TEXT BLOCK:
Report on Charles E. Culpeper Foundation Grant

Marc C. Conner

Department of English, Washington & Lee University

Wednesday, December 11, 2002

 

 

Dear Professor Kuettner and the Culpeper Grant Committee:

 

I am very pleased to report on the fine progress I have been able to make in the past year on my Irish Web Site project, and to acknowledge once again the substantial assistance provided by the Culpeper grant I received.  The grant gave a significant boost to the project, and has enabled me to carry it further than would otherwise have been possible.  In the following pages I report in detail on the multiple aspects of the project and the progress I have made in the past year, as well as the future developments of the project.

 

Data gathering:  I led students to Ireland for the spring semester this past year for the second time, the first time being in 2000.  During our six weeks there, I shot 975 new images of various Irish sites.  Added to my first collection of roughly 800 images, this more than doubled my collection.  In addition, Jeff Overholtzer, Director of Technology Education at Washington and Lee, also came to Ireland for two of the six weeks I was there.  Jeff and I were working together under the auspices of a Class of 1966 grant from Washington and Lee, aimed mainly at facilitating Jeff’s gathering of images and other data relevant to my project.  Jeff shot an additional 1400 images, as well as gathering a multitude of other resources:  audio and video interviews with native Irish speakers; quicktime VR shots of important Irish sites; sound recordings of Irish language and Irish poetry.  Jeff’s data gathering included the palm-pilot data recording methods we hope to develop further.  He also gathered GPS data for his shots, which are now incorporated into the Irish Cartography section of the web site.  Furthermore, we added about 100 shots of Dublin from my colleague Suzanne Keen’s slide collection.  Consequently, the heart of the project, the searchable database of Irish images, now numbers over 3,100 images—a substantial growth.

 

Data cataloging:  Much of the summer was spent by me in cataloging all of this new data.  Jeff’s images were largely cataloged in the field via the palm pilot method, but still there was substantial review and revision needed.  My images all needed to be entered upon my return.  So too all my images had to be digitally developed (we used a developing lab in Oregon, which provided excellent service and product).  We also had to have Suzanne’s images scanned and then entered into the cataloging database.  By mid-August, I had all of the new resources fully cataloged, reviewed and checked, and entered into the searchable database.

EXTRACTED RECORDS:
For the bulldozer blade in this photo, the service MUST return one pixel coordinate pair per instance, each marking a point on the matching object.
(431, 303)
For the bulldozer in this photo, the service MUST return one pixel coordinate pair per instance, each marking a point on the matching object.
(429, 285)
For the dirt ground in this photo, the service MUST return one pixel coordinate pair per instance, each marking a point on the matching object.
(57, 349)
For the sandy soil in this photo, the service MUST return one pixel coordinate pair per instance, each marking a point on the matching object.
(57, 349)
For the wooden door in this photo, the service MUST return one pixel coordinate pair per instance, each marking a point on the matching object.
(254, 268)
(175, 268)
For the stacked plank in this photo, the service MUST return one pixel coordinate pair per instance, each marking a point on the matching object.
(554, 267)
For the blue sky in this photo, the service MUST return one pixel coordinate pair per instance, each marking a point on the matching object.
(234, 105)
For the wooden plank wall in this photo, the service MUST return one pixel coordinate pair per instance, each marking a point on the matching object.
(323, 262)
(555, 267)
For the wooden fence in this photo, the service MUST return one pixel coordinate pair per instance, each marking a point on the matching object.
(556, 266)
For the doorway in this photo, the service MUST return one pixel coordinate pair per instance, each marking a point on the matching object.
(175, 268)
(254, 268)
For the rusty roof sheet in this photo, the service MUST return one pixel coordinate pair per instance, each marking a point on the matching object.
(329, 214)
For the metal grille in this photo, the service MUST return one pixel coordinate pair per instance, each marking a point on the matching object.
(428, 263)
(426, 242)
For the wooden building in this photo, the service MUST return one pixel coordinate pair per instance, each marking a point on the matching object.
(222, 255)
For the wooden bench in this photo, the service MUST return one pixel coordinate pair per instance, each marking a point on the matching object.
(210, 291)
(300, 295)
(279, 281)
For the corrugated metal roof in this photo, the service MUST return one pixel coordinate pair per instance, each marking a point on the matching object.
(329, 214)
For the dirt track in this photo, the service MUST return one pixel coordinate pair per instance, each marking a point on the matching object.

TASKS:
- A) According to the grant report above, why did cataloging the new data take up much of the summer?
- B) Continue the grant report from the point where it ends.

RESPONSES:
- A) Jeff's images, though largely cataloged in the field with the palm pilot method, still needed substantial review and revision. The author's own images all had to be digitally developed and then entered after the return, and Suzanne's images had to be scanned and entered into the cataloging database.

- B)
 

Teaching and Scholarly Applications:  The main thrust of the project is to use the searchable database as a resource for building multiple teaching and research applications within the web site.  Thus my work last summer and this fall has consisted mainly in outlining, developing, and in some cases completing these various applications.  I discuss the work and progress on these applications in the following list:

 

·        Spring Term in Ireland program:  I have completed the detailed narrative and pictorial travel log for the 2000 program, which gives a complete description of that first program to Ireland.  This module, which now consists of over 100 web pages, stands as a model of the program to Ireland.  The 2002 trip will consist of a detailed “slide gallery,” along with a brief narrative itinerary and an accompanying map section.  Future trips will be similarly entered into the web site.

·        Irish Authors and the Irish Landscape:  this key teaching tool is well under way.  Here I combine narrative and image to produce pages that offer biographical, historical, and cultural context for the major Irish authors I teach.  This is a module that also employs student efforts:  group web-readings of several of Yeats’s major poems, and also student essays and images on Joyce’s Dublin.  This section will be of great help in introducing these authors as I teach them in my English 352:  Modern Irish Literature course.

·        Introducing Irish History:  A Web Text:  This is the most ambitious part of the current teaching and scholarly applications.  In order to provide a cultural and historical context for students in Irish literature, I am writing a detailed historical overview of Ireland (aiming at approximately 100 web pages, perhaps more including the images), including a time-line that now runs for 7 pages. The web-text will include many images of Ireland to illustrate the historical concepts I am presenting.  It will also include sound (folk songs, poetry readings), crucial links to related topics (e.g., “Saint Patrick of Ireland,” “The Irish Monasteries,” etc.), and the Irish High Crosses and Mapping Ireland modules I discuss below.  This project, when completed, will allow me to introduce students to Irish history efficiently and effectively, as it will be a self-guided course of study that students will complete during the first week of the semester.  Students can also return to this resource throughout the term.  It will be invaluable to colleagues in related areas who want to direct students to a sound overview of Irish history.

·        Irish Poetry and Language:  here I offer an audio reading of one of the great 17th-century Irish poems, in its original Irish, read by a native Irish speaker and poet.  I also offer the song version of the poem.  This will be of great use as I try to give the students a sense of the actual sound and musical quality of Irish poetry.

·        Viewing the Celtic Cross:  a 3-dimensional viewing engine of all aspects of the Irish High Crosses at Monasterboice.  This module will be incorporated into the History Web-Text as an interactive component, challenging students to study the Irish High Cross and discuss its place in Irish history.

·        Mapping Ireland:  we have developed two complementary models of a map of Ireland, connected to the database of Images I have produced.  In one model, students can click on an Irish county and see all the images associated with that county.  In the other, students can zero in on highlighted points on the map that show where images of Ireland are to be found (keyed to the GPS coordinates Jeff gathered).  This module has great potential, from the immediate aid of being able in class to go to the map and show students where a site is located, to many more ambitious and complex applications.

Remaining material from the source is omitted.